EXCERPTED DATA section start
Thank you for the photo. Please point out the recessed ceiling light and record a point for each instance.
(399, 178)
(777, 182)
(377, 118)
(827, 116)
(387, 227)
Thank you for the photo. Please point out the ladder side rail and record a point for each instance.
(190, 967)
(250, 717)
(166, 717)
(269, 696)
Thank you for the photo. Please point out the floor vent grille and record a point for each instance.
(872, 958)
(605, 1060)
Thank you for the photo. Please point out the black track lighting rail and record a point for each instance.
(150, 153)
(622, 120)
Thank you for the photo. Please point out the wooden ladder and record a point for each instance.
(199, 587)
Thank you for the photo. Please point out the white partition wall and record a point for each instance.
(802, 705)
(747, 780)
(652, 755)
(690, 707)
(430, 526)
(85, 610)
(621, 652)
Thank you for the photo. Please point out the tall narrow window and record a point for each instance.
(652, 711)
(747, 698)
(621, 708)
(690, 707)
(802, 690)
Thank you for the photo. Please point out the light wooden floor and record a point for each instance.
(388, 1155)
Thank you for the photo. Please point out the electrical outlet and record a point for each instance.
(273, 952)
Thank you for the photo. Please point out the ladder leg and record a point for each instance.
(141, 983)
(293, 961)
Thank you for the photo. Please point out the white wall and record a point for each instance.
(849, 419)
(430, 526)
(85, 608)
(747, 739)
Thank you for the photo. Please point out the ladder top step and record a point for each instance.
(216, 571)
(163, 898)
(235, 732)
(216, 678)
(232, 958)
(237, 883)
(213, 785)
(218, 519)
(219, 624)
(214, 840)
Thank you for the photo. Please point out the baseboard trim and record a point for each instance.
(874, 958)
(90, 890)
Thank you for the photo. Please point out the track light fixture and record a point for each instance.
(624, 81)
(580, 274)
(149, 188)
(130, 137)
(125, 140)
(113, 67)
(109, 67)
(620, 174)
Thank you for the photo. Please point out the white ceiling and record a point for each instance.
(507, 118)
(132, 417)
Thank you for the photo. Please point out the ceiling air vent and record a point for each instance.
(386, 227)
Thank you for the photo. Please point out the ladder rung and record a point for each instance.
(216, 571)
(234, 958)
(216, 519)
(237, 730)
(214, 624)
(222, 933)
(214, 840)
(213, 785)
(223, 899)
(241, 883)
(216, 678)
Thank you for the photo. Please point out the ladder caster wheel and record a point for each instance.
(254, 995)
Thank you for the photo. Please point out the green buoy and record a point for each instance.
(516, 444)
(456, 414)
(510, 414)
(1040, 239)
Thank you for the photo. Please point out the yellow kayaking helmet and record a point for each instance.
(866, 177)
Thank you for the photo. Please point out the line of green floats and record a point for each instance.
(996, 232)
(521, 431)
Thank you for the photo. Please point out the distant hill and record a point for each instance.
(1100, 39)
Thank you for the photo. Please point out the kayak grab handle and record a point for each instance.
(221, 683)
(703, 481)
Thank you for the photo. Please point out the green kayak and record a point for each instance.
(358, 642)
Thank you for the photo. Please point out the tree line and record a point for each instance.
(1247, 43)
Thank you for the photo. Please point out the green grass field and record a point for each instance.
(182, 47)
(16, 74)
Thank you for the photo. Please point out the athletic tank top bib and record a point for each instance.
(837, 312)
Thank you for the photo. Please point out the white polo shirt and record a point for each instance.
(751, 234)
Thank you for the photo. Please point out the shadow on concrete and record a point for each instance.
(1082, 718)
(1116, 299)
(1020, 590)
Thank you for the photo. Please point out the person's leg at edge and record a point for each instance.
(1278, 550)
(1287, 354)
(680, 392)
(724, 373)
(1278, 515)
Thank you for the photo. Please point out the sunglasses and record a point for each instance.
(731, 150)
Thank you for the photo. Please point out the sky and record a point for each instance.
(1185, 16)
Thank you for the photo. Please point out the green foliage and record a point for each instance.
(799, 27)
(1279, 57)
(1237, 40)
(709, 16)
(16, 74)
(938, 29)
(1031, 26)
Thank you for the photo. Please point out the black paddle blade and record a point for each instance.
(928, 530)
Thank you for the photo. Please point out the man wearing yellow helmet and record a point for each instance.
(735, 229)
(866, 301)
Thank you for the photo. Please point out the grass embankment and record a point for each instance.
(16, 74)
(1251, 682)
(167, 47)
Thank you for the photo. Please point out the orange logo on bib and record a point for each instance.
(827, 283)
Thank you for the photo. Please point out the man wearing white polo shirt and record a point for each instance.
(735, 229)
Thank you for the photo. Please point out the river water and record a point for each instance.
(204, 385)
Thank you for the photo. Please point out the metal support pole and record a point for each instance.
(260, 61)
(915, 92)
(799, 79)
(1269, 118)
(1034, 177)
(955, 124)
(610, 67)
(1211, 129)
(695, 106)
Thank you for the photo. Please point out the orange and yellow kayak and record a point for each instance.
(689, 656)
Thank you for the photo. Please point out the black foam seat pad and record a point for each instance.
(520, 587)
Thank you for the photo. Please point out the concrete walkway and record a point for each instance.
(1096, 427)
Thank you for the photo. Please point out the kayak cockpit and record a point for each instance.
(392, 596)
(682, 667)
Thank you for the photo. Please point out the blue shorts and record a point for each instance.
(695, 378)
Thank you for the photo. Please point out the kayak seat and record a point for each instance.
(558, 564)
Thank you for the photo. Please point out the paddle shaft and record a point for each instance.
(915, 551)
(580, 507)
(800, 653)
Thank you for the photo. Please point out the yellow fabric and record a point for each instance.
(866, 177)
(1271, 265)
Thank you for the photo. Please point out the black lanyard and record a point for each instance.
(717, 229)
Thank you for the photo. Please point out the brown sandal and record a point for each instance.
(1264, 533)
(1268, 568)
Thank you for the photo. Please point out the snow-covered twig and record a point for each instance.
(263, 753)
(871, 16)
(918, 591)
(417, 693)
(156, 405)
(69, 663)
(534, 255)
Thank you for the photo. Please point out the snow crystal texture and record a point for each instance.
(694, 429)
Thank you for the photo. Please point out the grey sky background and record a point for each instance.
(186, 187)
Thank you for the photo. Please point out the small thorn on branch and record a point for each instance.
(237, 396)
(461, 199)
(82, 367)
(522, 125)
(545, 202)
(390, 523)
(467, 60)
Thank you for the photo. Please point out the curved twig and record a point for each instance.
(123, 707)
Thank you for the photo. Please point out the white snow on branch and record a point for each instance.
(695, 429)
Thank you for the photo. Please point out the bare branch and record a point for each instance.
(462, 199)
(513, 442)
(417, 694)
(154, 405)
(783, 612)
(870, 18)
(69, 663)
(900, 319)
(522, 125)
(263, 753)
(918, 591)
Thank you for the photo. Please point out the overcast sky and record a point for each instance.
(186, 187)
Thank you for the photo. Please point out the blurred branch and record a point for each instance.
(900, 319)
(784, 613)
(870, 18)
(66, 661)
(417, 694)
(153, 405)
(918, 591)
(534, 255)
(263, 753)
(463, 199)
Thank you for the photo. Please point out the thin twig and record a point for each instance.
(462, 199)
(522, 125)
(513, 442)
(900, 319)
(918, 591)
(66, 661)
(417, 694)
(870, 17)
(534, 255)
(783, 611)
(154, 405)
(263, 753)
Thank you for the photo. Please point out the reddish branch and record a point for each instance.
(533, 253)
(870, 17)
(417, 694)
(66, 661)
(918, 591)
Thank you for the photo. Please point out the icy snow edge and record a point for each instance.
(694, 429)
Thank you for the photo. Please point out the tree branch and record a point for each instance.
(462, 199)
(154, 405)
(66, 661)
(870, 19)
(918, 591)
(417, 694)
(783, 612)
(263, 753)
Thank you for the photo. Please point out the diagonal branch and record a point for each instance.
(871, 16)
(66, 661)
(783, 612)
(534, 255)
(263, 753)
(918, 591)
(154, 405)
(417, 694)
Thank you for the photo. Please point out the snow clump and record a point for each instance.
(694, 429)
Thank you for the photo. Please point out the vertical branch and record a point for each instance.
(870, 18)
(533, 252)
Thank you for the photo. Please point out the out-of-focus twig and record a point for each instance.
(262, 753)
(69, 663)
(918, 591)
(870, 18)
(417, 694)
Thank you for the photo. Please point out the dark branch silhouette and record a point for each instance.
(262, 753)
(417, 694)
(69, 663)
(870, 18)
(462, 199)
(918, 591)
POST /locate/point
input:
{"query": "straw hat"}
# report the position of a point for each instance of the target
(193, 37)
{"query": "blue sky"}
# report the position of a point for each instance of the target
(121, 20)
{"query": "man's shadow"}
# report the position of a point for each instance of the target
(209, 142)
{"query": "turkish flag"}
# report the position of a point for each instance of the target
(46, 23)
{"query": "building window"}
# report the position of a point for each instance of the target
EXCERPTED DATA section end
# [GOAL OF THE EXERCISE]
Identify the lines in the entries that hold "query" and return each one.

# [EXERCISE RESPONSE]
{"query": "straw hat"}
{"query": "blue sky"}
{"query": "man's shadow"}
{"query": "turkish flag"}
{"query": "building window"}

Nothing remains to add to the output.